▶ _What is expected_
Return every line of the entries below that contains the string "wooden". Matching is case-sensitive.

Object location annotation data:
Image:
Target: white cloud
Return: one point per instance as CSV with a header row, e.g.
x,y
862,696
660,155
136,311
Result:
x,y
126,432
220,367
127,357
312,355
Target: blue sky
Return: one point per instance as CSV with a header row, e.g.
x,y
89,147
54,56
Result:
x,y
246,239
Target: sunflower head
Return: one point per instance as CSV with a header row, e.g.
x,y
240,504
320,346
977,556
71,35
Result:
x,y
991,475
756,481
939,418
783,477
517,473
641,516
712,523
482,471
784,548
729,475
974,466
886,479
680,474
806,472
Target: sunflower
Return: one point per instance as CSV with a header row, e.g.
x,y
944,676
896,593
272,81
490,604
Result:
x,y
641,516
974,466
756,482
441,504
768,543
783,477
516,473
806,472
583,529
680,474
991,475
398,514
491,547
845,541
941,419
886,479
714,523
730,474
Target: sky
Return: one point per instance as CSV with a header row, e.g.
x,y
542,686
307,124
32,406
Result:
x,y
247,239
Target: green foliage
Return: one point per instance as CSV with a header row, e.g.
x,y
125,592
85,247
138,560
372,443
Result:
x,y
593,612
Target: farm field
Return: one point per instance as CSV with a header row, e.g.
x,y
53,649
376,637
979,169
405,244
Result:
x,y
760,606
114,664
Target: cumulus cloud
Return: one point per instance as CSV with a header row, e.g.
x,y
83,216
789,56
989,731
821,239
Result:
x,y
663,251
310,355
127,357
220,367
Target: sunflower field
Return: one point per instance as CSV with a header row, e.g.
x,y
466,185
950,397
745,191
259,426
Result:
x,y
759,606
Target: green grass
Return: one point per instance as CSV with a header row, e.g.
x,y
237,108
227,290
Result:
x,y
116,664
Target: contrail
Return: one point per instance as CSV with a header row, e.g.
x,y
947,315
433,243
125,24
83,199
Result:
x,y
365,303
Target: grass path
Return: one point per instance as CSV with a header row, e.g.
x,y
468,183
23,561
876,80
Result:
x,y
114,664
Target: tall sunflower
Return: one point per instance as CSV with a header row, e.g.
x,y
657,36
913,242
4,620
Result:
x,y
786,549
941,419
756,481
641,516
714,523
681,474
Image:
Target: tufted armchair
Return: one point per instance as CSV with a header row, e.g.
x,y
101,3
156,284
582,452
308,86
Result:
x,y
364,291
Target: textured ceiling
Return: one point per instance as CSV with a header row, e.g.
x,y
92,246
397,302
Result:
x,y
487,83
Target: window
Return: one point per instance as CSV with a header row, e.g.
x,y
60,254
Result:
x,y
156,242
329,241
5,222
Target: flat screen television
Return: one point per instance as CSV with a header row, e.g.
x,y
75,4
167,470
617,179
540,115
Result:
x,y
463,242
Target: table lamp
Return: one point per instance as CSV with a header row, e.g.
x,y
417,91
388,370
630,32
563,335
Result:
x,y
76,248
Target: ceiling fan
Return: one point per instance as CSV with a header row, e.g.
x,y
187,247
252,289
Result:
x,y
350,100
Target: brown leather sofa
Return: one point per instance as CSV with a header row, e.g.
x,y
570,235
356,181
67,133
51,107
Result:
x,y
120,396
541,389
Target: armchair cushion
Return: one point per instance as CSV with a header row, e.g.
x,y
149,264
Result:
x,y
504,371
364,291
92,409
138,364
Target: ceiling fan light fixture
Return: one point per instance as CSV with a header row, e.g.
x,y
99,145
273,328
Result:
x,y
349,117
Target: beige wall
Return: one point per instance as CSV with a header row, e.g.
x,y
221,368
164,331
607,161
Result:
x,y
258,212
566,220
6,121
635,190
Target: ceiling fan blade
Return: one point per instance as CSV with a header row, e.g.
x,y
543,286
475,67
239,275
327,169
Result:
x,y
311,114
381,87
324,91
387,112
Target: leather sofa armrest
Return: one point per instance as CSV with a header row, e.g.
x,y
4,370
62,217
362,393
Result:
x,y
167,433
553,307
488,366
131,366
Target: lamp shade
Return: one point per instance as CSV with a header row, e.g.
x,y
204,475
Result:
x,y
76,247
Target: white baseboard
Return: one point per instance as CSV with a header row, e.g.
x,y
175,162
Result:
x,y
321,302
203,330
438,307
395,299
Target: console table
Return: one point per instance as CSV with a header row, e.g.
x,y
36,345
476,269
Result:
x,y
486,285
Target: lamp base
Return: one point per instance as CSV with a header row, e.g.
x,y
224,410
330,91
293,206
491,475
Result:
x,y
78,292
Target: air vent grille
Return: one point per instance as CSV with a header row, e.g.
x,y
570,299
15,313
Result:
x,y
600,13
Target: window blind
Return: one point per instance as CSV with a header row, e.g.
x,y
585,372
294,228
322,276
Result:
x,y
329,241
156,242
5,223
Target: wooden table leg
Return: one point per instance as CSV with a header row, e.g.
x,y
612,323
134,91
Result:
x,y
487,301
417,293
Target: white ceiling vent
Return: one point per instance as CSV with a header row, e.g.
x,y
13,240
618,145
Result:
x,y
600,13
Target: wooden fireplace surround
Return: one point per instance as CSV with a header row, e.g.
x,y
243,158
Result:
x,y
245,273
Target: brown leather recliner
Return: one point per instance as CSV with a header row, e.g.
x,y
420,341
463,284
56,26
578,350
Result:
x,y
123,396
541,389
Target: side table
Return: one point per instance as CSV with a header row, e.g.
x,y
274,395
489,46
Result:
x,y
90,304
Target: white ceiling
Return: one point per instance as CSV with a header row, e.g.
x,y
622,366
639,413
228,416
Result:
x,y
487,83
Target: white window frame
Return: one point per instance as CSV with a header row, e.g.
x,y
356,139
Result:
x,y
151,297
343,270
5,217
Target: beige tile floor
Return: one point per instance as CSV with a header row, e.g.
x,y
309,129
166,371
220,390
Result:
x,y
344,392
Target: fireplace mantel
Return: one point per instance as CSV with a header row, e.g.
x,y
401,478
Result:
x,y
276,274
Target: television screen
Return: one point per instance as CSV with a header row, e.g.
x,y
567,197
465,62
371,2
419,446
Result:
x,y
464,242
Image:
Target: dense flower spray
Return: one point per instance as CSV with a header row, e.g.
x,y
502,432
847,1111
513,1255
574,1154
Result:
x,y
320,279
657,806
--
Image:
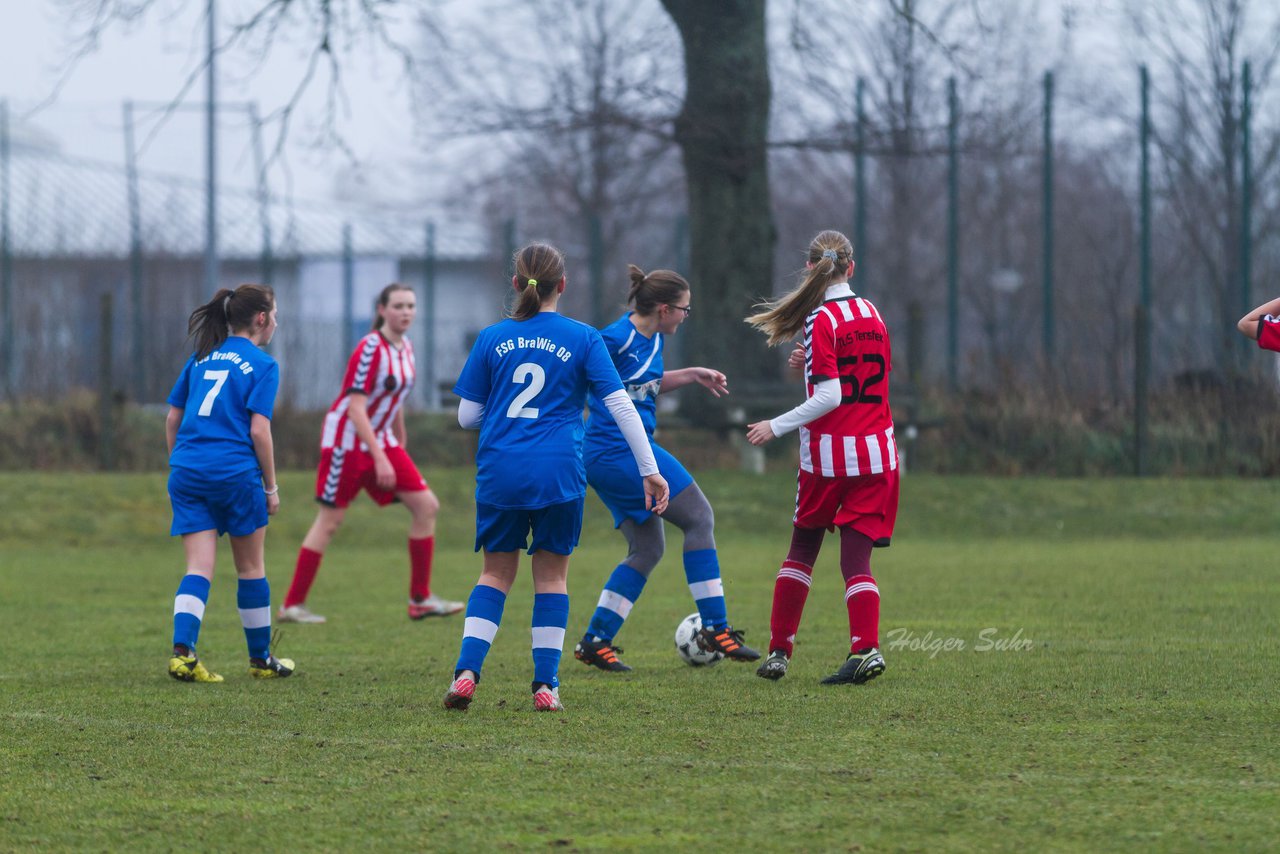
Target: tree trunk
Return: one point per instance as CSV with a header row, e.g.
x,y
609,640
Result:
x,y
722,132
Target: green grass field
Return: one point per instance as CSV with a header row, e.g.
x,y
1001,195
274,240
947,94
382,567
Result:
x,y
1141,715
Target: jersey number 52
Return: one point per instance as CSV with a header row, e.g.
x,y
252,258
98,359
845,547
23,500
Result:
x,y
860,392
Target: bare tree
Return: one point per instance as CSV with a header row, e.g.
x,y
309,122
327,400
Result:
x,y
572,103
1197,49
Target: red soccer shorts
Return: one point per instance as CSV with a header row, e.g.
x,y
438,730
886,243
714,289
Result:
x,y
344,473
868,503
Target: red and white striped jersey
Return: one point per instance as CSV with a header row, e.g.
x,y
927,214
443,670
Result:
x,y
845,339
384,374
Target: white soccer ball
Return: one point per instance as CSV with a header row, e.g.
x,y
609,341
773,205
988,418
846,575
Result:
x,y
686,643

▶ _Solution to this task_
Target: wooden table leg
Target: wooden fireplace surround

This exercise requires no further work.